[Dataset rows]
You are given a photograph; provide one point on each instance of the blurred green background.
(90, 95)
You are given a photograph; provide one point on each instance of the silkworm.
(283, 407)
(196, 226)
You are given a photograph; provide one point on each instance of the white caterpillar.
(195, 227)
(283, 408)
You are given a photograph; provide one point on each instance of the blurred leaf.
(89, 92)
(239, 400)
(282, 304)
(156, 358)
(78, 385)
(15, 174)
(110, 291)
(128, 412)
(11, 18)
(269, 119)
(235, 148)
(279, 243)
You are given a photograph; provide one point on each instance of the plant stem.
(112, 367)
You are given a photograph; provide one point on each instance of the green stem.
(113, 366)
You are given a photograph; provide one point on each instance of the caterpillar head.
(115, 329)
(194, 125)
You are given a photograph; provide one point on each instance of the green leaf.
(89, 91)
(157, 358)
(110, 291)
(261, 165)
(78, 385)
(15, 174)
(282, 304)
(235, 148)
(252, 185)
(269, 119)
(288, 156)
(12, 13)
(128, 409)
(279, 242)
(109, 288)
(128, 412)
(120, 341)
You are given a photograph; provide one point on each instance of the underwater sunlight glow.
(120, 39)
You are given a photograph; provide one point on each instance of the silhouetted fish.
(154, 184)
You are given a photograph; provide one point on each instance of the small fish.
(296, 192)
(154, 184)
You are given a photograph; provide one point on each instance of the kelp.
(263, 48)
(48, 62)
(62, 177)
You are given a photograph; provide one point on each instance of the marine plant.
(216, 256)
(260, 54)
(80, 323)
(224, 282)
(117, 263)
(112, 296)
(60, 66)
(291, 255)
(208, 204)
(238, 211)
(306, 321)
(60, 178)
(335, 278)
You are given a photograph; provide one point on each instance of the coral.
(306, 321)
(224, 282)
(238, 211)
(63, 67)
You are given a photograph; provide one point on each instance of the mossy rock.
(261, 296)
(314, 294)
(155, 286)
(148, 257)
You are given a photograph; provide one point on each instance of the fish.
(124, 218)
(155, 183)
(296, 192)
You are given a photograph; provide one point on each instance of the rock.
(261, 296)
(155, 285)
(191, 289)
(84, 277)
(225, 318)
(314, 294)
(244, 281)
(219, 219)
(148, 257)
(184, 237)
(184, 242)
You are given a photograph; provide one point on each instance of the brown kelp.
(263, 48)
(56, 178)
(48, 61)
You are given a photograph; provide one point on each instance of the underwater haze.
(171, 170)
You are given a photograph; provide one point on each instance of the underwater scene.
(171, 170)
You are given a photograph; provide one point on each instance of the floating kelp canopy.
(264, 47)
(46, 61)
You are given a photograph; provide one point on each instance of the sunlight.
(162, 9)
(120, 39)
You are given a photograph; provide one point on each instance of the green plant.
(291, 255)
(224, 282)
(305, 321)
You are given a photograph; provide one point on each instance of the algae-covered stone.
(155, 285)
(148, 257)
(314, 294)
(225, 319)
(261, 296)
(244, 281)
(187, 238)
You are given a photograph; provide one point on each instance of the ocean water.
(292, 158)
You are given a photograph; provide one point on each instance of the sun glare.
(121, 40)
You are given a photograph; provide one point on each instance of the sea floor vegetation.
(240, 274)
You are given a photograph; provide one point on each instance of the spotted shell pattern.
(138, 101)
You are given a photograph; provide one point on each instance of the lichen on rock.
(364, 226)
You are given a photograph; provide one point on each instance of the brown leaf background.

Goal:
Please repeat the listing above in full and exactly.

Correct output:
You are given a photograph; provide one point on each instance of the blurred green background.
(90, 95)
You are given a photograph; provide one point on each instance of the silkworm.
(283, 407)
(196, 226)
You are given a photograph; provide one point on each instance of the white caterpillar.
(195, 227)
(283, 408)
You are given a photograph; provide one point on each instance of the blurred leaf.
(89, 92)
(239, 400)
(282, 304)
(156, 358)
(78, 385)
(15, 174)
(110, 291)
(128, 412)
(11, 18)
(269, 119)
(235, 148)
(279, 243)
You are given a photograph; provide one point on each instance of the plant stem.
(112, 367)
You are given a photograph; provide one point on each instance of the green stem.
(113, 366)
You are given a photograph; provide one point on each instance of the caterpillar head.
(115, 329)
(194, 125)
You are given a photograph; provide one point on each instance of the green leaf.
(89, 91)
(157, 358)
(110, 291)
(261, 165)
(78, 385)
(15, 174)
(282, 304)
(235, 148)
(252, 185)
(269, 119)
(288, 156)
(12, 13)
(128, 409)
(279, 242)
(109, 288)
(128, 412)
(120, 341)
You are given a photograph; provide one point on each instance of the underwater sunlight glow.
(120, 39)
You are given a photograph; provide one point on each instance of the silhouetted fish.
(154, 184)
You are given a photograph; provide one point on each instance of the small fish.
(296, 192)
(154, 184)
You are given a photograph; provide one point on each instance of the kelp.
(263, 48)
(48, 62)
(62, 177)
You are given a photograph; provide one point on each instance of the marine plant.
(216, 256)
(260, 54)
(80, 323)
(224, 282)
(117, 263)
(112, 296)
(60, 66)
(291, 255)
(208, 204)
(238, 211)
(306, 321)
(60, 178)
(335, 278)
You are given a photograph; provide one point on each instance of the coral.
(306, 321)
(224, 282)
(238, 211)
(63, 67)
You are given a photograph; provide one point on each instance of the mossy rock.
(261, 296)
(314, 294)
(155, 286)
(148, 257)
You are given a photograph; provide one point on each instance of the fish.
(124, 218)
(155, 183)
(296, 192)
You are given a photograph; provide one point on each instance of the rock.
(261, 296)
(155, 285)
(191, 289)
(84, 277)
(225, 318)
(314, 294)
(244, 281)
(219, 219)
(148, 257)
(184, 237)
(184, 242)
You are given a photograph; provide one point on each instance of the brown kelp.
(263, 48)
(56, 178)
(48, 61)
You are given a photograph; provide one point on each instance of the underwater haze.
(171, 170)
You are given a photograph; provide one point on each instance of the underwater scene.
(171, 170)
You are given a photograph; provide one point on each instance of the floating kelp canopy.
(264, 47)
(46, 61)
You are given a photograph; provide one point on each instance of the sunlight.
(162, 9)
(120, 39)
You are given a photograph; provide one point on each instance of the green plant.
(291, 255)
(224, 282)
(305, 321)
You are given a photograph; provide one point on each instance of the algae-covered stone.
(155, 285)
(148, 257)
(314, 294)
(225, 319)
(261, 296)
(244, 281)
(187, 238)
You are given a photograph; provide one point on each instance of the ocean water.
(292, 158)
You are given a photograph; provide one point on each instance of the sun glare.
(121, 40)
You are given a photograph; provide one point on each instance of the sea floor vegetation.
(240, 274)
You are given a photograph; provide one point on each instance of the spotted shell pattern.
(138, 101)
You are given a photograph; provide one point on each instance of the lichen on rock.
(364, 226)
You are given a photograph; provide one point on each instance of the brown leaf background.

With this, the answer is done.